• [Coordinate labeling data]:
* * * * *
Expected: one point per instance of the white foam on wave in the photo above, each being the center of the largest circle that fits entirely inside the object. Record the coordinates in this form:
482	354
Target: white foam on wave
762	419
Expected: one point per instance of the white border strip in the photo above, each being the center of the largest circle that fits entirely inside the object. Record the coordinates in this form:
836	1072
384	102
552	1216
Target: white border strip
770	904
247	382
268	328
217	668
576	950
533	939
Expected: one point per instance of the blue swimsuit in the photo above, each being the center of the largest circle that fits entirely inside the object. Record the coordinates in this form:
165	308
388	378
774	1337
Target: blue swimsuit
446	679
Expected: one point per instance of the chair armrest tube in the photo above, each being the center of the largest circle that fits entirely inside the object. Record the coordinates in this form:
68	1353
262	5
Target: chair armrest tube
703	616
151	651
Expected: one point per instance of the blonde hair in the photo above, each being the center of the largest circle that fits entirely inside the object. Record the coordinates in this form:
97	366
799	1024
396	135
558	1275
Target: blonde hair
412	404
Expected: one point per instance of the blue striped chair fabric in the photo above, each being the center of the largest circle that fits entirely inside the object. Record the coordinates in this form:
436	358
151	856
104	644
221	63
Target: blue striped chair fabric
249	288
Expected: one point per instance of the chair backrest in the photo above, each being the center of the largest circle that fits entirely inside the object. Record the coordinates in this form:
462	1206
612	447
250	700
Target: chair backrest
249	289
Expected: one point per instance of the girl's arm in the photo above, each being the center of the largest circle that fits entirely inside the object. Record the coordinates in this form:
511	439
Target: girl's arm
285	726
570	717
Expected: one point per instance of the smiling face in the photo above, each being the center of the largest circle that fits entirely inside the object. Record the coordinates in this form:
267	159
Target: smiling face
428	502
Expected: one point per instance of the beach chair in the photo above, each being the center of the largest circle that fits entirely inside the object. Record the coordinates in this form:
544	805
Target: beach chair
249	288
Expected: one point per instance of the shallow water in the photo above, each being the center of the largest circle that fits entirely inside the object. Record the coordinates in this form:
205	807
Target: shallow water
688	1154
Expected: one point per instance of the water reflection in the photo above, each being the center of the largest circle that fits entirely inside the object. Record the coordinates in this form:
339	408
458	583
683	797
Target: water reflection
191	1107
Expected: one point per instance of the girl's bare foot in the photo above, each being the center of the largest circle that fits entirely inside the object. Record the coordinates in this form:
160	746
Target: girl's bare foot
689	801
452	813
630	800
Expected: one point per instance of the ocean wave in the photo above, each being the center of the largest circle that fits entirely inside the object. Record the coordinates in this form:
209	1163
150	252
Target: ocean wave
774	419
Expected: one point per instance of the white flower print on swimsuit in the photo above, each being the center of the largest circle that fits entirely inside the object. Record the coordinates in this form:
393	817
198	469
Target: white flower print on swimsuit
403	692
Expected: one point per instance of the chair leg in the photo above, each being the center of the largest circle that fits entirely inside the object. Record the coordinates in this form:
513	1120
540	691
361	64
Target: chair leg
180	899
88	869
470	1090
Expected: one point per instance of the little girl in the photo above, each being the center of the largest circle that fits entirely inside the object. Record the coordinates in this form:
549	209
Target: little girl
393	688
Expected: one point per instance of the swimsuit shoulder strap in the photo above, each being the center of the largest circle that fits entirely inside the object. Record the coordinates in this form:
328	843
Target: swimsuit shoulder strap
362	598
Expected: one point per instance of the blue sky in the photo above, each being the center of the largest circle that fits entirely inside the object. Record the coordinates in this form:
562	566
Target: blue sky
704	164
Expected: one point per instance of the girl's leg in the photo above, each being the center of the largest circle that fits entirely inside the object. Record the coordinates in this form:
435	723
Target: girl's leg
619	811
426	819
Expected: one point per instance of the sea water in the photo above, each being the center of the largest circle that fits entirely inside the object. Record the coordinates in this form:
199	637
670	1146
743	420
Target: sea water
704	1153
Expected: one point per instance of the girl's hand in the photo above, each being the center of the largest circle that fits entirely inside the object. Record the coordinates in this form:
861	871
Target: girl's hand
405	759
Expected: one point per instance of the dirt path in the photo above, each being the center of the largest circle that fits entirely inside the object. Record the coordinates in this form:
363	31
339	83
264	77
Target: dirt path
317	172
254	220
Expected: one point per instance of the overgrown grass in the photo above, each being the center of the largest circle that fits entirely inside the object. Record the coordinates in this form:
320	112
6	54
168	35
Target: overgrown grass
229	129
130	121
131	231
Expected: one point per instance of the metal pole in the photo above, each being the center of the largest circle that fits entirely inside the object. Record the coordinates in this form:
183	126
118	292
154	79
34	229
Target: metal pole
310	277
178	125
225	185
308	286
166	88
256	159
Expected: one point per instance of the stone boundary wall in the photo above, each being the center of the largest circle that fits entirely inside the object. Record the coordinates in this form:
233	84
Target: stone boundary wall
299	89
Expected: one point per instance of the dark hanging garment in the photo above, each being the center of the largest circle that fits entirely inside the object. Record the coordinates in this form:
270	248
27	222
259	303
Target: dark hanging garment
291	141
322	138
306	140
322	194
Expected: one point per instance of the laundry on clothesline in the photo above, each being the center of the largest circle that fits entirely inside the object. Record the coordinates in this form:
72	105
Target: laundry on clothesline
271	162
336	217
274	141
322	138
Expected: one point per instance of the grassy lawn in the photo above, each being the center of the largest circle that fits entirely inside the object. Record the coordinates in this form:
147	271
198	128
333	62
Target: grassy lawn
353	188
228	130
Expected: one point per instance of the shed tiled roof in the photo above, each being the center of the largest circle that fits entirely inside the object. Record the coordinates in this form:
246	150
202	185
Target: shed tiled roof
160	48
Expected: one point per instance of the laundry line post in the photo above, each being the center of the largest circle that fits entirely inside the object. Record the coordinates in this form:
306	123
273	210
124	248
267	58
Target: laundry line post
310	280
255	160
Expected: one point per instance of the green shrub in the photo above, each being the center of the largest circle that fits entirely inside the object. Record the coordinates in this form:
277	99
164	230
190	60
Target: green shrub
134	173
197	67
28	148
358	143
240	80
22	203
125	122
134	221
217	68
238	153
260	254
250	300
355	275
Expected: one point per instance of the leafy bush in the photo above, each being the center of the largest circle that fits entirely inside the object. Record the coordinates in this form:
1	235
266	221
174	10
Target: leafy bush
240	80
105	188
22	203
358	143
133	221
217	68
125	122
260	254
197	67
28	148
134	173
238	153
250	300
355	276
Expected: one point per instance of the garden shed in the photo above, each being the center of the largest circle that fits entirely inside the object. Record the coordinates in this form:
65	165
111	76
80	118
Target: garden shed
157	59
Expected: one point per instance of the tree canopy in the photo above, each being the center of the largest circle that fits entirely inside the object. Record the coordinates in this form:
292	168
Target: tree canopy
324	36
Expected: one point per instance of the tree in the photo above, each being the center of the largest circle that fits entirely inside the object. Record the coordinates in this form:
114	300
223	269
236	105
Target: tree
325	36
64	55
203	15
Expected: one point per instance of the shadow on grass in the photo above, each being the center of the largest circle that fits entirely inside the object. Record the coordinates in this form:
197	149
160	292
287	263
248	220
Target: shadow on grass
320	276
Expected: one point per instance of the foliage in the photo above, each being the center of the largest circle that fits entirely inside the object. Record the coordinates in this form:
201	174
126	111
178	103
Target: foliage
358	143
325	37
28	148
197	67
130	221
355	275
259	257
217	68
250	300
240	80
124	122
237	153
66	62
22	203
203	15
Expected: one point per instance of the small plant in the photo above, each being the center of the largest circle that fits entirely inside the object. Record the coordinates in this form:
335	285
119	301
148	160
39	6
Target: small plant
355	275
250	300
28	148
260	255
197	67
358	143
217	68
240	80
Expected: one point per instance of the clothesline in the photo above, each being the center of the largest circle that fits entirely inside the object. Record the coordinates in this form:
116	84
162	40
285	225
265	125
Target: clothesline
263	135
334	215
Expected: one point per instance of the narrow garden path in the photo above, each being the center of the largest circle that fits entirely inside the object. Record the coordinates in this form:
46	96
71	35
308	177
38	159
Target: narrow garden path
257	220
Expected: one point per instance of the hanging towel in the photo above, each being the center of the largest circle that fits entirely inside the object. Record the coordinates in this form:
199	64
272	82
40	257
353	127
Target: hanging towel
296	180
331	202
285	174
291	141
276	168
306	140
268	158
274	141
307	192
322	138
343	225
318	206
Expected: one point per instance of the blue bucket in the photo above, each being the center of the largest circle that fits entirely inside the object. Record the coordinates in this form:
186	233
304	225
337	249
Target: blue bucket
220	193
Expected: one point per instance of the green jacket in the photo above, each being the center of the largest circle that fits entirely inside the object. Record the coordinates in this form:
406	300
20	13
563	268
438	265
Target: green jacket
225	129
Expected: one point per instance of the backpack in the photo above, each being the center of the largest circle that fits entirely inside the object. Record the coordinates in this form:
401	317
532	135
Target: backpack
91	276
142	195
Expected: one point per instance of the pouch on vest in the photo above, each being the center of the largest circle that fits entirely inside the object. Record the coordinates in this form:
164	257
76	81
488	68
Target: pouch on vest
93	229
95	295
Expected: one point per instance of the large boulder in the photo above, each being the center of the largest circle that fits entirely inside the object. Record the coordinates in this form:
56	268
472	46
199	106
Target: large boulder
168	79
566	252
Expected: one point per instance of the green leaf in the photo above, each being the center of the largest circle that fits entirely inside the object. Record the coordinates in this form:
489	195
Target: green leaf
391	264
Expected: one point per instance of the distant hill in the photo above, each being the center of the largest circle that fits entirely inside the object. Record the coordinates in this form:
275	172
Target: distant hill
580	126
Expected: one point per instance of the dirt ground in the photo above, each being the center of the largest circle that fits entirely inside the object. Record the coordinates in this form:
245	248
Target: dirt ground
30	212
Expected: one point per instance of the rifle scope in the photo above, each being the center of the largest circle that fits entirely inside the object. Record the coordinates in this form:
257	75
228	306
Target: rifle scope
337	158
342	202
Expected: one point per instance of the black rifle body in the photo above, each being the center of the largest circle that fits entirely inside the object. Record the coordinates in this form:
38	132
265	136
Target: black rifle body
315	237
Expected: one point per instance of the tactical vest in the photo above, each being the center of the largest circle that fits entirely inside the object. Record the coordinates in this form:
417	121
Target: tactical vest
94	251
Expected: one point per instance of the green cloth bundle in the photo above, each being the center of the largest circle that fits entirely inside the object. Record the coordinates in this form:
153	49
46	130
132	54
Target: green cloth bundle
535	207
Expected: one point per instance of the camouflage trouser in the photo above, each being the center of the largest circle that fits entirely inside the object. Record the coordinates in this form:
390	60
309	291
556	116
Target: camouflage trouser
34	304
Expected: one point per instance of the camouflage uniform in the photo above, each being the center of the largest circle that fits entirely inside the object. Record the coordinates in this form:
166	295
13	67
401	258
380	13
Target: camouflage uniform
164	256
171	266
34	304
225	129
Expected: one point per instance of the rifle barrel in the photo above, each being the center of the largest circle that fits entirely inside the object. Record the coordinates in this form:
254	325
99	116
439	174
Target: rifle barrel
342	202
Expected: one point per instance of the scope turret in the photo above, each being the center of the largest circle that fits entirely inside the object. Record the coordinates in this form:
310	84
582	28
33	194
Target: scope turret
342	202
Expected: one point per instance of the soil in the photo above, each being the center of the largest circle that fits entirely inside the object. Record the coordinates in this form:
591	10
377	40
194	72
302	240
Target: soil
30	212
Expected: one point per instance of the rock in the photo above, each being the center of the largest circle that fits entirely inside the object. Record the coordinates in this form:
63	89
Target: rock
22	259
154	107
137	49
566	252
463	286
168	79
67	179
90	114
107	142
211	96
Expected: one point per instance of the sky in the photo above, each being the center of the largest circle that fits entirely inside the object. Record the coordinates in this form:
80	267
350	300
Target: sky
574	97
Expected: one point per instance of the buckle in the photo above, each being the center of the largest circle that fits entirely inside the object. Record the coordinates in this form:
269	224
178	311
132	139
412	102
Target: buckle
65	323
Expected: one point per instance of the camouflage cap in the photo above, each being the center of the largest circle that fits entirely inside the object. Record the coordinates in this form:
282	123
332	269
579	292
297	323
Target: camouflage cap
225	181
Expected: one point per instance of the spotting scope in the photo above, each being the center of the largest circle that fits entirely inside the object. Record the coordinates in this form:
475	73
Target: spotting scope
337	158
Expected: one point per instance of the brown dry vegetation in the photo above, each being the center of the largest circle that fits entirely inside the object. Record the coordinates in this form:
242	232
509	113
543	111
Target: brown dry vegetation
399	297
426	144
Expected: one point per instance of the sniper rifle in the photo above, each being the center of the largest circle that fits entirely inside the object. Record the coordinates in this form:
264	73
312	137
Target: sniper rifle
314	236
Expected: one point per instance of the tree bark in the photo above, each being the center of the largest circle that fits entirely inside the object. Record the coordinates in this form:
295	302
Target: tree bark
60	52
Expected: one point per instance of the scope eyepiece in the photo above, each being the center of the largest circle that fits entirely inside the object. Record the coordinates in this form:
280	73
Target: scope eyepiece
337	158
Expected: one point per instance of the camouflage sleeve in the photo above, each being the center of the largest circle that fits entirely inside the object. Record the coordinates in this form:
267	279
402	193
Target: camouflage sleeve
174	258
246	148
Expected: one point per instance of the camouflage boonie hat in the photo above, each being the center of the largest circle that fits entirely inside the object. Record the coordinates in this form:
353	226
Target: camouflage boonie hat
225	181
* * * * *
Print exactly the lines from the one with "Expected: one point per instance of the camouflage cap" through the end of the data, inclusive.

Expected: one point per instance of the camouflage cap in the photo above, each being the center of the largest circle that fits entirely inside the object. Record the coordinates in this form:
282	123
332	269
579	292
297	323
Target: camouflage cap
225	181
Expected: one point per instance of the spotting scope in the photo above, each being the center of the largest circle that fits entirely inside the object. Record the coordinates in this form:
475	73
Target: spotting scope
337	158
Expected: one point per instance of the brown dry vegetation in the photo above, each being the center of the largest circle that fits entirely inside the object. Record the coordinates in this form:
242	232
509	113
543	111
Target: brown dry vegetation
399	297
426	144
Expected: one point per instance of the sniper rifle in the photo above, each being the center of the largest circle that fits entirely inside the object. Record the coordinates in this form:
264	73
312	137
Target: sniper rifle
314	236
Expected: one point per instance of the tree bark in the photo above, each being the center of the largest circle that fits entirely inside the object. Record the coordinates in this form:
295	302
Target: tree bark
60	52
Expected: one point per instance of the scope eyepiece in the photo above, each being the center of the largest circle that fits entirely inside the object. Record the coordinates in this form:
280	73
Target: scope eyepiece
337	158
Expected: one point per instance of the camouflage sleeve in the photo above, each being the center of the largest circle that fits entirely inside the object. Record the coordinates in this form:
267	279
402	193
Target: camouflage sleeve
174	258
246	148
Expected: one point per instance of the camouflage boonie hat in the photo above, each being the center of the largest circle that fits entirely inside the object. Record the coordinates in this form:
353	226
Target: camouflage boonie hat
225	181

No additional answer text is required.